--- DATA EXTRACTS ---

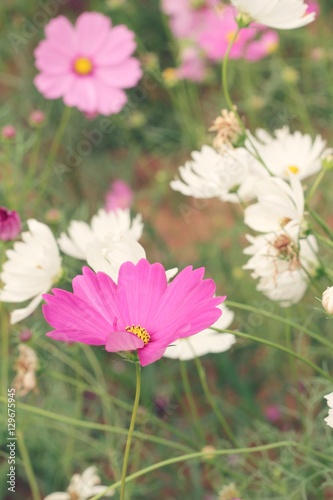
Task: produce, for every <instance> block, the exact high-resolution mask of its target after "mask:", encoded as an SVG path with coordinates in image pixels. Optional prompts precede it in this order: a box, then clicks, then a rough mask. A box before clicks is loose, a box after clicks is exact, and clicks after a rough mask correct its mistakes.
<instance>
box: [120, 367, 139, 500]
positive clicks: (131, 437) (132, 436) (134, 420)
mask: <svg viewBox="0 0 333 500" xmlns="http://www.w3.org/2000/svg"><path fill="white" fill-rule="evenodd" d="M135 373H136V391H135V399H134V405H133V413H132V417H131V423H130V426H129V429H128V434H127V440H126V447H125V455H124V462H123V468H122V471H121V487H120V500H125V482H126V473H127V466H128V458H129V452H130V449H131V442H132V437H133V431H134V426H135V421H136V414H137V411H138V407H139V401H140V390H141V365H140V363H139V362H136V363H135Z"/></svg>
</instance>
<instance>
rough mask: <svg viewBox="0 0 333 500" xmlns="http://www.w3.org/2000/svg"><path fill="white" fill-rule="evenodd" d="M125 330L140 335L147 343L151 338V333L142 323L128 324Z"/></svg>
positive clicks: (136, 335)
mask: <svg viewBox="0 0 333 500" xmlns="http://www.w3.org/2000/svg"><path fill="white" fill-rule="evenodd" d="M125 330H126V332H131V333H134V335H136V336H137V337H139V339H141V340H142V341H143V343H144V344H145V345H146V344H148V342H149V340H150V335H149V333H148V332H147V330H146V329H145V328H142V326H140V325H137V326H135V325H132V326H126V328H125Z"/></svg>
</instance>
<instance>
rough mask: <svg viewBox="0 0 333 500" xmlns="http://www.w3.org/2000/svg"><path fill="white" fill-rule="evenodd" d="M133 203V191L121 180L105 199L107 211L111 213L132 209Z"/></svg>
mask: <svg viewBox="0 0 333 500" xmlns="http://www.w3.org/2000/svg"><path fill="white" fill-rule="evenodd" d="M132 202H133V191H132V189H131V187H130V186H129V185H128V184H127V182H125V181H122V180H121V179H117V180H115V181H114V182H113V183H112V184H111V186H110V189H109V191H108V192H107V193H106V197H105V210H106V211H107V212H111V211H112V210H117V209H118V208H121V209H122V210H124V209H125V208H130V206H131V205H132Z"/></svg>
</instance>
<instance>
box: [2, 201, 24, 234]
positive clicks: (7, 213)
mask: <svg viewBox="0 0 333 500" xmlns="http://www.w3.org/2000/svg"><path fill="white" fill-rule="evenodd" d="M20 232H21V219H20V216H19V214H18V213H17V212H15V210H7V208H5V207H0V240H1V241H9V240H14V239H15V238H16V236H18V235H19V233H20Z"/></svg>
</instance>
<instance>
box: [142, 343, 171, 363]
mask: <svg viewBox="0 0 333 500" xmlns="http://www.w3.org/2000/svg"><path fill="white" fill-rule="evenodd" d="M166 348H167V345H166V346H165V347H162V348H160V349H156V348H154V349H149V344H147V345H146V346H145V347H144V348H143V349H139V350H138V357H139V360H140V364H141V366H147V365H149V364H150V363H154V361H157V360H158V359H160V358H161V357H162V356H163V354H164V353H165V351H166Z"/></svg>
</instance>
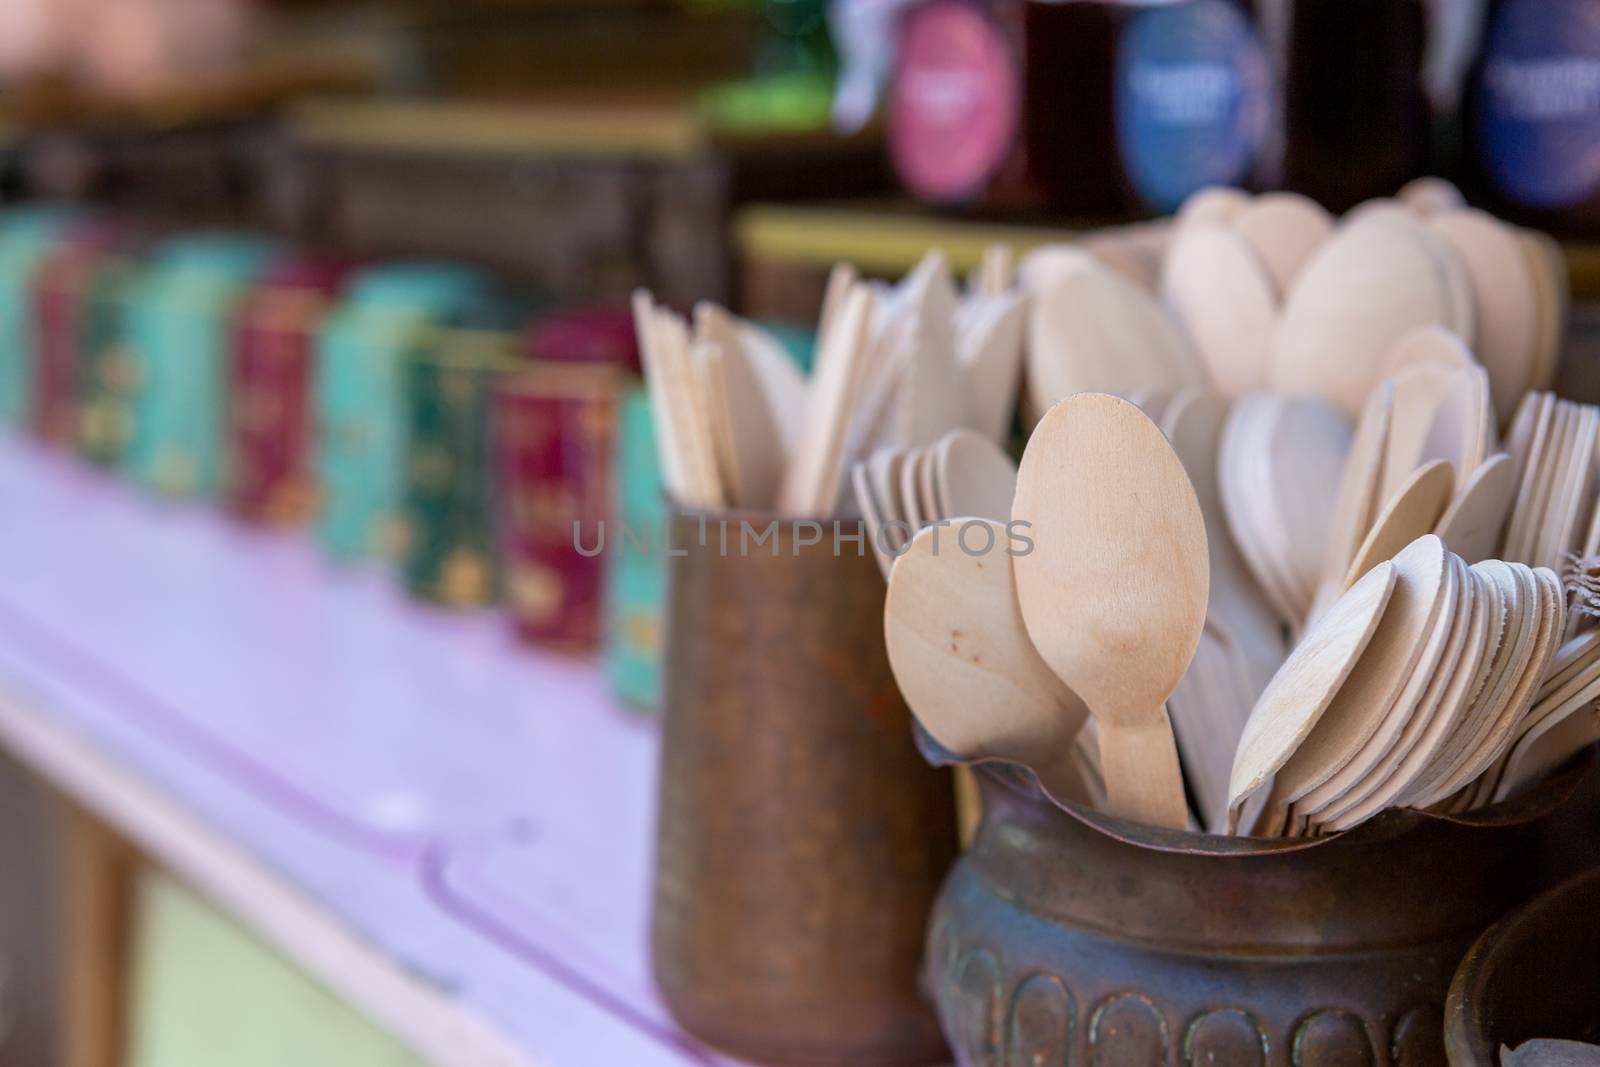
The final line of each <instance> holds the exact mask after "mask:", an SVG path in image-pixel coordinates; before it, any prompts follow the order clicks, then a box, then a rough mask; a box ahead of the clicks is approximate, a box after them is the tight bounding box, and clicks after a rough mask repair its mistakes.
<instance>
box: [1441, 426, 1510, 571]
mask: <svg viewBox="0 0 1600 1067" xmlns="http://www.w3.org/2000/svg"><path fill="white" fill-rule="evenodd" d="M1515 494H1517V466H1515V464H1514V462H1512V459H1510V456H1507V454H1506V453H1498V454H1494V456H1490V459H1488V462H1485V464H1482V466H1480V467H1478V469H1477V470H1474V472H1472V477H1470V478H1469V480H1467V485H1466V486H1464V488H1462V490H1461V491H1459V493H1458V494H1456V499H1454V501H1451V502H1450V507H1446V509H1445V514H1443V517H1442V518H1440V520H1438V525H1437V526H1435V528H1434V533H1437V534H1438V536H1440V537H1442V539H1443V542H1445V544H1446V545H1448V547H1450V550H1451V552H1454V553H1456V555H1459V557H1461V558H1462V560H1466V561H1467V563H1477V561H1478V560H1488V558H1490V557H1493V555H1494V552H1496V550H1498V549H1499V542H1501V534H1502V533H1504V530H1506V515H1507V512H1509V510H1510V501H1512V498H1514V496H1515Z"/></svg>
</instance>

---

ABOUT THIS TASK
Give a verbatim transcription of the entries, leaving out the pictures.

TASK ANSWER
Task: produce, for every <instance> block, the exact high-resolution mask of its target after "mask:", encoded as an SVG path with coordinates in image pixels. Optional prompts precede it in this order: a box, then clicks, then a rough mask. A box before clicks is loose, a box after clicks is exact, and clicks after a rough mask correct its mistakes.
<instance>
box: [120, 367, 139, 500]
positive clicks: (131, 437) (132, 436) (134, 420)
mask: <svg viewBox="0 0 333 500" xmlns="http://www.w3.org/2000/svg"><path fill="white" fill-rule="evenodd" d="M135 373H136V391H135V399H134V405H133V413H132V417H131V423H130V426H129V429H128V434H127V440H126V447H125V455H124V462H123V468H122V471H121V487H120V500H125V482H126V473H127V466H128V458H129V452H130V449H131V442H132V437H133V431H134V426H135V421H136V414H137V411H138V407H139V401H140V390H141V365H140V363H139V362H136V363H135Z"/></svg>
</instance>
<instance>
rough mask: <svg viewBox="0 0 333 500" xmlns="http://www.w3.org/2000/svg"><path fill="white" fill-rule="evenodd" d="M125 330L140 335L147 343L151 338V333L142 323L128 324Z"/></svg>
positive clicks: (136, 335)
mask: <svg viewBox="0 0 333 500" xmlns="http://www.w3.org/2000/svg"><path fill="white" fill-rule="evenodd" d="M125 330H126V332H131V333H134V335H136V336H137V337H139V339H141V340H142V341H143V343H144V344H145V345H146V344H148V342H149V340H150V335H149V333H148V332H147V330H146V329H145V328H142V326H140V325H137V326H135V325H132V326H126V328H125Z"/></svg>
</instance>
<instance>
rough mask: <svg viewBox="0 0 333 500" xmlns="http://www.w3.org/2000/svg"><path fill="white" fill-rule="evenodd" d="M133 203V191L121 180L105 199L107 211L111 213L132 209Z"/></svg>
mask: <svg viewBox="0 0 333 500" xmlns="http://www.w3.org/2000/svg"><path fill="white" fill-rule="evenodd" d="M132 202H133V191H132V189H131V187H130V186H129V185H128V184H127V182H125V181H122V180H121V179H117V180H115V181H114V182H113V183H112V184H111V186H110V189H109V191H108V192H107V193H106V197H105V210H106V211H107V212H111V211H112V210H117V209H118V208H121V209H122V210H124V209H125V208H130V206H131V205H132Z"/></svg>
</instance>
<instance>
box: [2, 201, 24, 234]
positive clicks: (7, 213)
mask: <svg viewBox="0 0 333 500" xmlns="http://www.w3.org/2000/svg"><path fill="white" fill-rule="evenodd" d="M20 232H21V219H20V216H19V214H18V213H17V212H15V210H7V208H5V207H0V240H1V241H9V240H14V239H15V238H16V236H18V235H19V233H20Z"/></svg>
</instance>
<instance>
box: [142, 343, 171, 363]
mask: <svg viewBox="0 0 333 500" xmlns="http://www.w3.org/2000/svg"><path fill="white" fill-rule="evenodd" d="M166 348H167V345H166V346H165V347H162V348H160V349H156V348H154V349H149V344H147V345H146V346H145V347H144V348H143V349H139V350H138V357H139V360H140V364H141V366H147V365H149V364H150V363H154V361H157V360H158V359H160V358H161V357H162V356H163V354H164V353H165V351H166Z"/></svg>
</instance>
The final line of each <instance> holds the exact mask after "mask:", an SVG path in image-pixel coordinates; before it, any prompts follow the order clicks, then a box, then a rough mask; a box ahead of the clicks is approximate, a box after them is the tight bounding box, and clicks after a rough mask repair its mistakes.
<instance>
box: [1441, 426, 1510, 571]
mask: <svg viewBox="0 0 1600 1067" xmlns="http://www.w3.org/2000/svg"><path fill="white" fill-rule="evenodd" d="M1515 494H1517V466H1515V464H1514V462H1512V459H1510V456H1507V454H1506V453H1498V454H1494V456H1490V459H1488V462H1485V464H1482V466H1480V467H1478V469H1477V470H1474V472H1472V477H1470V478H1469V480H1467V485H1466V486H1464V488H1462V490H1461V491H1459V493H1458V494H1456V499H1454V501H1451V502H1450V507H1446V509H1445V514H1443V517H1442V518H1440V520H1438V525H1437V526H1435V528H1434V533H1437V534H1438V536H1440V537H1442V539H1443V542H1445V544H1446V545H1448V547H1450V550H1451V552H1454V553H1456V555H1459V557H1461V558H1462V560H1466V561H1467V563H1477V561H1478V560H1488V558H1490V557H1493V555H1494V552H1496V550H1498V549H1499V542H1501V534H1502V533H1504V530H1506V515H1507V512H1509V510H1510V501H1512V498H1514V496H1515Z"/></svg>
</instance>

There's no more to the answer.